OBJECTIVE
Will you give every entry again exactly as it stands?

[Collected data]
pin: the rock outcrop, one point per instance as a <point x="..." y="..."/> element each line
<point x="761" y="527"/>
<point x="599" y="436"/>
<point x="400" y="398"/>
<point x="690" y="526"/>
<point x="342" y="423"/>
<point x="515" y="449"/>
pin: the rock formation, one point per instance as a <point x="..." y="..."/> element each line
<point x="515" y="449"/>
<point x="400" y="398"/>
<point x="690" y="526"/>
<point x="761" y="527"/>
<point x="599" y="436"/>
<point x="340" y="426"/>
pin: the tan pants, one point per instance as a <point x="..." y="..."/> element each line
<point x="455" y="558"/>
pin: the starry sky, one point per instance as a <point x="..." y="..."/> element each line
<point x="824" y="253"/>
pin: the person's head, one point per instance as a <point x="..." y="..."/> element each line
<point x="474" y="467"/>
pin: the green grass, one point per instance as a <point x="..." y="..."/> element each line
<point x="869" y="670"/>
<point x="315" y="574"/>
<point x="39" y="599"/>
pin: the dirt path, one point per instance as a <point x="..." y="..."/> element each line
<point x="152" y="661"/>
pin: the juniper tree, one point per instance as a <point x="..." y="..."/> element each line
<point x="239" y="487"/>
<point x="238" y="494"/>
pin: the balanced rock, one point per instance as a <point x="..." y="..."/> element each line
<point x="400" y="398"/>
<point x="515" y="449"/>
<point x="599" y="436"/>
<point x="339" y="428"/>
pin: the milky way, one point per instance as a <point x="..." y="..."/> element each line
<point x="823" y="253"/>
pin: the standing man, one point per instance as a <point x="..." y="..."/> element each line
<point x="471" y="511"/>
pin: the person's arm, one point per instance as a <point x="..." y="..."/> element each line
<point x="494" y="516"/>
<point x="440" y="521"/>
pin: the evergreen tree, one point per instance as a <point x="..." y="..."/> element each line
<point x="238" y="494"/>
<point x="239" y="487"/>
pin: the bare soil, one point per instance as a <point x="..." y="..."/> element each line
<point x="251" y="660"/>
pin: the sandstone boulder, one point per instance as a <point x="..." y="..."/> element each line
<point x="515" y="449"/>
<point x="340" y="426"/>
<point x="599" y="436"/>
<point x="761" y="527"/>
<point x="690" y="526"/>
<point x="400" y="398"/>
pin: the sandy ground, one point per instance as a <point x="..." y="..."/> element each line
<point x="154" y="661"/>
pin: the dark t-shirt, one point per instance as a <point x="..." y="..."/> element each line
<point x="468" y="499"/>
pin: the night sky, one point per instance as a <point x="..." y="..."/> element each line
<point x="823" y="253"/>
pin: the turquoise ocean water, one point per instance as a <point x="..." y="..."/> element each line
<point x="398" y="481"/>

TASK ANSWER
pin: the rock outcrop, one point per instance as a <point x="..." y="..."/> element each line
<point x="761" y="527"/>
<point x="599" y="436"/>
<point x="400" y="398"/>
<point x="690" y="526"/>
<point x="342" y="423"/>
<point x="515" y="449"/>
pin: the rock formation, one point per instance as a <point x="..." y="..."/> element each line
<point x="515" y="449"/>
<point x="400" y="398"/>
<point x="690" y="526"/>
<point x="761" y="527"/>
<point x="599" y="436"/>
<point x="340" y="426"/>
pin: the tan pants, one point per instance as a <point x="..." y="..."/> element each line
<point x="455" y="558"/>
pin: the starry sky, one point per instance as a <point x="..." y="..."/> element each line
<point x="824" y="253"/>
pin: the person's head, one point per instance as a <point x="..." y="..."/> element each line
<point x="474" y="467"/>
pin: the green grass, one point per instance as a <point x="..." y="..."/> element each line
<point x="869" y="670"/>
<point x="315" y="574"/>
<point x="39" y="599"/>
pin: the dirt path, one point per instance as a <point x="..." y="..."/> element each line
<point x="152" y="661"/>
pin: the juniper tree, one point per instance as a <point x="..." y="..."/> element each line
<point x="239" y="487"/>
<point x="238" y="494"/>
pin: the balanced rock, one point per instance as a <point x="..." y="..."/> element each line
<point x="400" y="398"/>
<point x="515" y="449"/>
<point x="599" y="436"/>
<point x="339" y="428"/>
pin: the milky way, one point per instance as a <point x="..." y="..."/> element each line
<point x="823" y="253"/>
pin: the standing man, one point per instance as a <point x="..." y="..."/> element each line
<point x="471" y="511"/>
pin: the person's arm, one point per instance as a <point x="..." y="..."/> element each line
<point x="494" y="516"/>
<point x="440" y="521"/>
pin: the evergreen tree, one point per instance as a <point x="..." y="..."/> element each line
<point x="238" y="494"/>
<point x="239" y="487"/>
pin: the bare soil, one point per instance as a <point x="..." y="..."/> element each line
<point x="251" y="660"/>
pin: the sandstone boulder, one point per instance as a <point x="..." y="..."/> element each line
<point x="515" y="449"/>
<point x="340" y="426"/>
<point x="599" y="436"/>
<point x="761" y="527"/>
<point x="690" y="526"/>
<point x="400" y="398"/>
pin: the sandy ground, one point per instance as a <point x="..." y="..."/> element each line
<point x="154" y="661"/>
pin: the dark t-shirt, one point per instance as a <point x="..." y="..."/> element each line
<point x="468" y="499"/>
pin: the night sky, one point per instance as a <point x="..." y="..."/> element each line
<point x="823" y="253"/>
pin: the turquoise ocean water, one point per instance as a <point x="..." y="..."/> element each line
<point x="398" y="481"/>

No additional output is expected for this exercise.